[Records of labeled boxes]
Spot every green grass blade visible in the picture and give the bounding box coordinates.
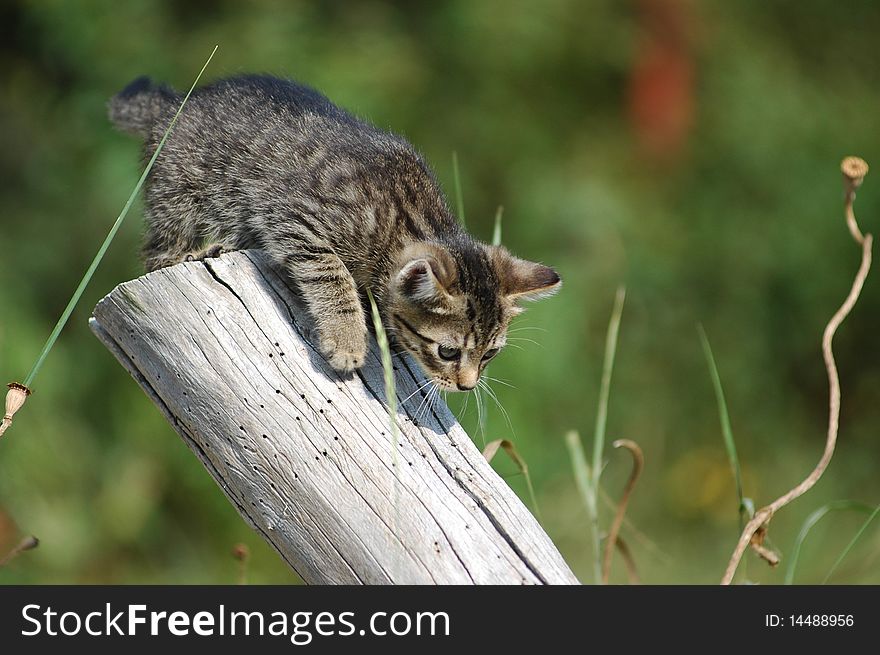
[697,323,754,527]
[592,287,626,498]
[822,505,880,584]
[452,150,467,226]
[565,430,602,584]
[784,500,874,585]
[24,46,218,387]
[367,289,400,466]
[492,205,504,246]
[565,430,596,510]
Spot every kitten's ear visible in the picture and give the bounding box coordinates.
[395,243,457,310]
[493,246,562,300]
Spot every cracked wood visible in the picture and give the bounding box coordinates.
[91,251,577,584]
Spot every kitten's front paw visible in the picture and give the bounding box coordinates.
[318,328,367,373]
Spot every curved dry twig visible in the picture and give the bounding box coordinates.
[721,157,873,585]
[602,439,645,584]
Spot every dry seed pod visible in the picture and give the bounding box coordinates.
[0,382,31,437]
[840,157,868,191]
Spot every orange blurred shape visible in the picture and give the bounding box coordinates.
[628,0,695,159]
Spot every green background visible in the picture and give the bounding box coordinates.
[0,0,880,583]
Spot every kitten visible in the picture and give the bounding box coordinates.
[109,75,561,391]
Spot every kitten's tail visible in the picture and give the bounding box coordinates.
[108,76,178,138]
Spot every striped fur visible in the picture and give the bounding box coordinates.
[110,75,560,389]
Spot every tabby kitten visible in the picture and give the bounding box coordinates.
[109,75,560,391]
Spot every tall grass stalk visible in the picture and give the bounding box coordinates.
[452,150,467,226]
[697,323,755,530]
[784,500,874,584]
[367,289,400,467]
[492,205,504,246]
[822,505,880,584]
[585,287,626,584]
[24,46,219,387]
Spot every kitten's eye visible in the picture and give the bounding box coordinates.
[483,348,498,362]
[437,346,461,362]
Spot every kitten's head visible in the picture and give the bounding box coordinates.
[386,240,562,391]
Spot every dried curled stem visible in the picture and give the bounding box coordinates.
[721,157,873,585]
[616,535,642,584]
[0,535,40,566]
[602,439,645,584]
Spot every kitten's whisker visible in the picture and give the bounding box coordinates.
[415,387,440,421]
[483,374,516,389]
[507,337,544,348]
[474,384,486,447]
[478,380,516,439]
[400,378,434,405]
[507,325,547,334]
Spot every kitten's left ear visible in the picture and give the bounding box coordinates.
[492,246,562,300]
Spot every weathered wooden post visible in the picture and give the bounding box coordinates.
[91,251,577,584]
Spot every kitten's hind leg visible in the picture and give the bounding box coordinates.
[285,253,367,373]
[184,243,234,262]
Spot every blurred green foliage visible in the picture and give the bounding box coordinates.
[0,0,880,583]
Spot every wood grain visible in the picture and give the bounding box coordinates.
[90,251,577,584]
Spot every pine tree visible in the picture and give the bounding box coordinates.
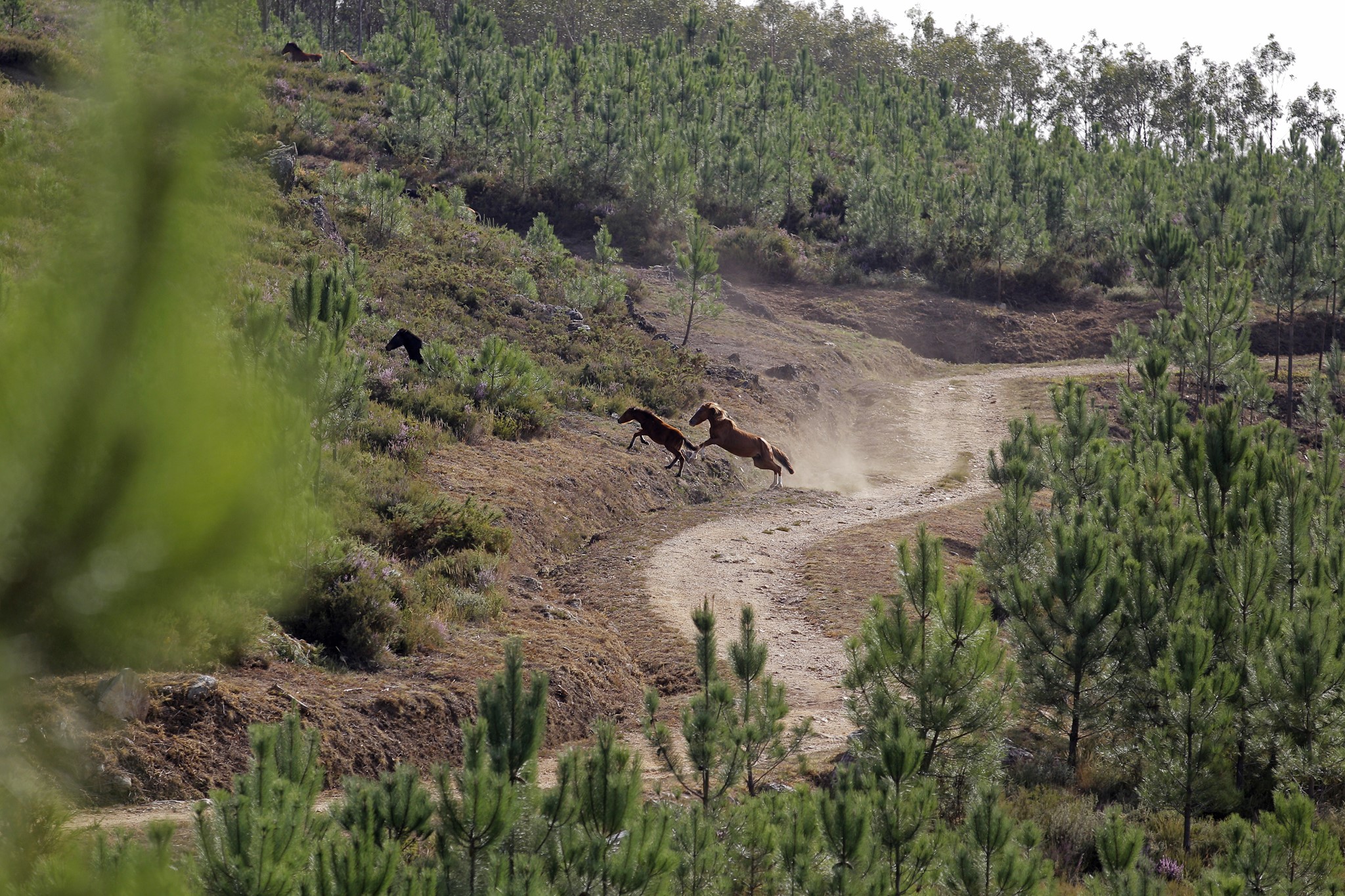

*PROBLEM REQUIREMENTS:* Repeat all of the records above word for word, but leave the pictures out.

*RESULT FOR THIS EXERCISE:*
Spot every green grass blade visible in the picture and give the bounding box coordinates.
[697,323,754,527]
[592,287,626,498]
[822,505,880,584]
[452,150,467,226]
[565,430,602,584]
[784,500,874,585]
[24,46,218,387]
[367,289,400,466]
[492,205,504,246]
[565,430,596,510]
Spot every kitten's ear visible in the picture and give the bounding box coordinates.
[395,243,457,310]
[493,246,562,300]
Spot every cracked wood visible in the picture and give the bounding box coordinates.
[91,251,577,584]
Spot every kitten's front paw visible in the picture and give the bounding box coordinates.
[318,328,367,373]
Spot every curved dry twig visible in the picture and give the bounding box coordinates.
[721,157,873,585]
[602,439,645,584]
Spot every dry seed pod visible in the picture and give the bounding box coordinates.
[0,382,31,437]
[840,157,868,191]
Spot every orange blurred shape visible in the picture and give the bounding box coordinates.
[628,0,695,159]
Spot every green background visible in the picture and give the bounding box coordinates.
[0,0,880,583]
Spot every kitten visible in the picture and give the bounding box coordinates.
[109,75,561,391]
Spot every kitten's tail visible in the picture and give the bounding box coordinates.
[108,76,178,138]
Spot every striped fur visible in the picture and give the bounding box coordinates.
[110,75,560,389]
Spot every tabby kitten visible in the picture and give the bounding box coordinates.
[109,75,560,391]
Spot every tall grass stalk visible in the picture and give the bounding box coordinates.
[452,150,467,226]
[697,323,755,530]
[784,500,874,584]
[367,289,400,467]
[492,205,504,246]
[822,505,880,584]
[585,287,626,584]
[24,46,219,387]
Spot every kitten's eye visible in the picture and give the bounding box coordinates.
[483,348,498,362]
[437,346,461,362]
Spot every kitten's head visible in the picture and give the bounding box coordinates.
[386,240,562,391]
Spot every dried curled stem visible in the picture and give the bounding box coordinates.
[721,157,873,585]
[616,535,642,584]
[0,535,40,566]
[602,439,645,584]
Spot every kitten's whisker visible in the picture and give the bounding box coordinates.
[415,387,440,421]
[483,374,516,389]
[507,337,544,348]
[474,384,486,447]
[478,380,516,439]
[400,378,434,405]
[507,325,547,334]
Spot every kitten's left ear visible in the picture and give the bounding box coordinates.
[492,246,562,300]
Spot every weathered wooden post visible in the picture and give the bounding box coordinates.
[91,251,577,584]
Spot every kitten's hind leg visible in the picture and give the bounding box coordinates.
[285,253,367,373]
[184,243,234,262]
Spot every blurred green foliage visible in the picture and give the bounding box coordinates.
[0,0,880,583]
Spot every wood grain visible in the picture and give the bounding box coordinates.
[90,251,577,584]
Spot every pine tree visible in the picture and give the bounding box coordinates.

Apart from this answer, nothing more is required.